[Source document Boundary: Start]

Having learned to live with COVID-19, the sense of a return to normality in recent months could see a swift move by consumer goods companies to mandate a return to the office. Physically present employees will feel like a boon for employers, however, employee attitudes have changed and for many office workers, that will not be welcome news.
Navigating the tensions resulting from the paradox of low paid, casual staff who have had to work on-premise versus office workers who’ve enjoyed the flexibility of working from home needs careful handling by executives.
The COVID-19 pandemic put these casual workers in the front line, those in manufacturing, food and beverage production and retail were classified as essential. In contrast to office workers who could work from home, in effect protecting themselves from COVID-19 risk, many front-line workers had no choice but to work on site. HR leaders have been challenged to balance the safety and wellbeing of these workers while keeping them motivated and ensuring business continuity.
Employer responses such as paying bonuses have been band-aid reactions at best. Whilst bonuses may help to motivate workers in the short-term, broader, more considered approaches from HR are required to avoid longer-term problems. For example, base pay has generally not improved for these workers according to a study by Corkery & Mahashwari, 2020). Furthermore, access to sick pay and better health insurance or support for health & wellbeing hasn’t improved, despite employees facing increasing workloads and greater exposure to COVID-19 as consumer demand continued to rise. Needless to say, the mismanagement of this can be costly. Employers should give consideration to how they can help to support employees return to the office rather than implementing blanket policies on a full-time return to the office.
Managing Health & Safety Remotely
The benefits of ‘hybrid’ work don’t come without risk. Employers often have much lower visibility and practical control of remote working environments, in addition, the excess work hours, stress, anxiety, isolation or loneliness all need to be considered.
It’s the responsibility of business leaders to proactively take the necessary steps to support employees working remotely, through the regular communication of health and wellbeing messages addressing risks to physical safety and mental health.
Inclusivity and Wellbeing for remote staff
Whilst there are tangible benefits to hybrid-working, there is also the potential for unintended cultural consequences for teams who rarely interact in person. With employees and job seekers alike expecting greater efforts from employers to not only build diverse and inclusive company cultures but to empower and support the health and wellbeing of staff.
Ensuring employees feel connected and engaged has never been so important. Business leaders must proactively work to implement initiatives that bring employees together in ways that are meaningful and enjoyable for them. Setting aside the time and resources for public recognition, regular communication (especially for remote staff) and team building or social activities can help employees to feel included and valued.
Whilst technology and collaboration tools can certainly be useful to help enable greater communication, the onus is on leaders to ensure the initiatives and practices are established in the first place, ensuring these tools are used effectively. The key to success here is flexibility. Giving employees a role in determining what initiatives are implemented and how they are managed is critical. Organisations should be cognisant of the desires and expectations existing employees and future generations have of workplace culture. Both are increasingly interested and perceptive of what organisations are doing to safeguard health and well being and promote diversity and inclusion in the workplace, especially in light of what has been termed the ‘Great Resignation’ and the current war on talent.

[Source document Boundary: End]
[Records Boundary: Start]

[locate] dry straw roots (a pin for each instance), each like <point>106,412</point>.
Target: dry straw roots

[Records Boundary: End]
[Records Boundary: Start]

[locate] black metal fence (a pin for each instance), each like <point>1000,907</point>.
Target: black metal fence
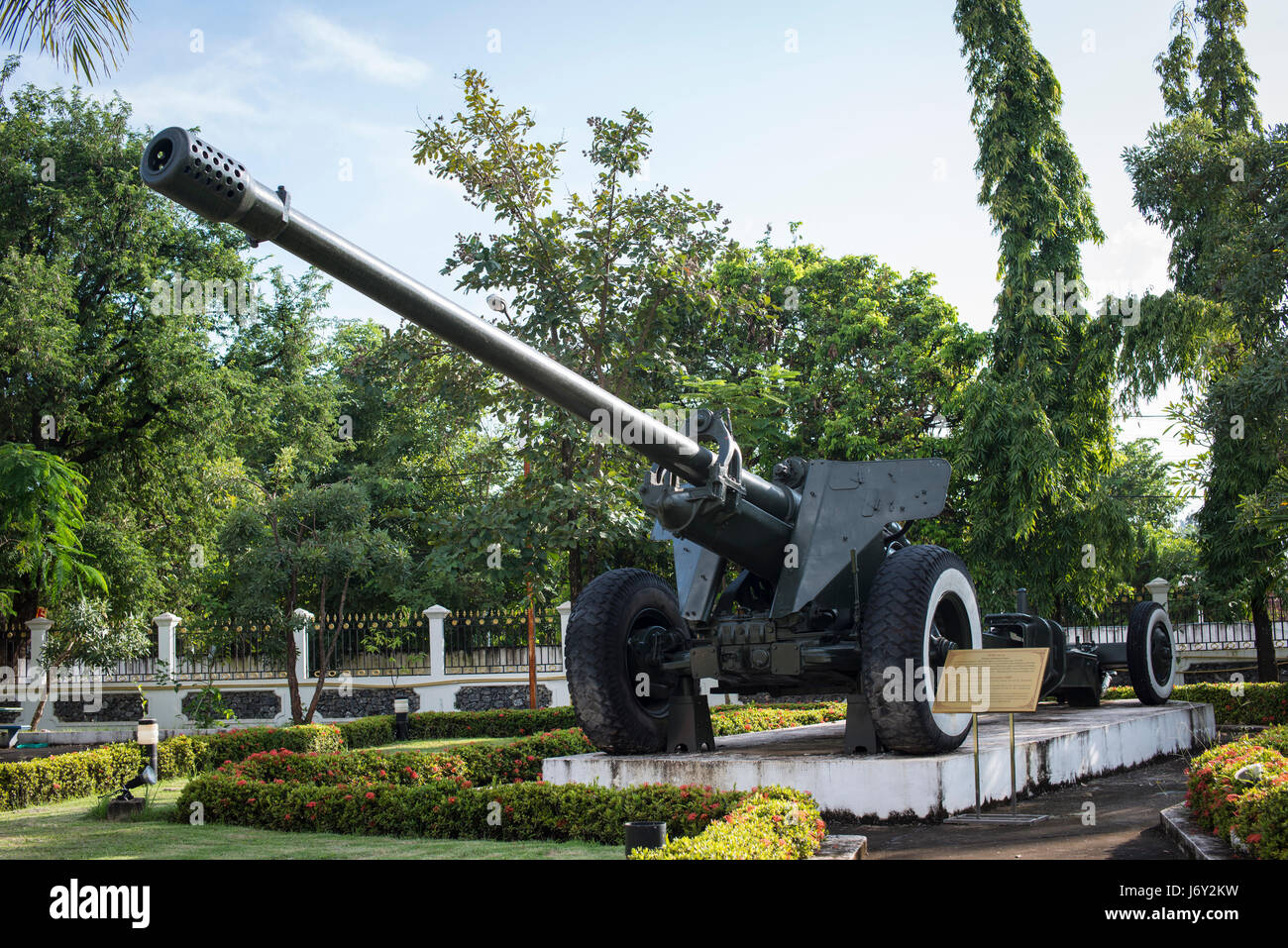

[Records Boundary: End]

> **Work to be completed**
Answer these questions from the text on the return to the office.
1. Which three kinds of work does the text say were classified as essential?
2. How should business leaders support employees working remotely, according to the text?
3. What does the text call the key to success?

> **Answer**
1. Manufacturing, food and beverage production, and retail.
2. Through the regular communication of health and wellbeing messages addressing risks to physical safety and mental health.
3. Flexibility.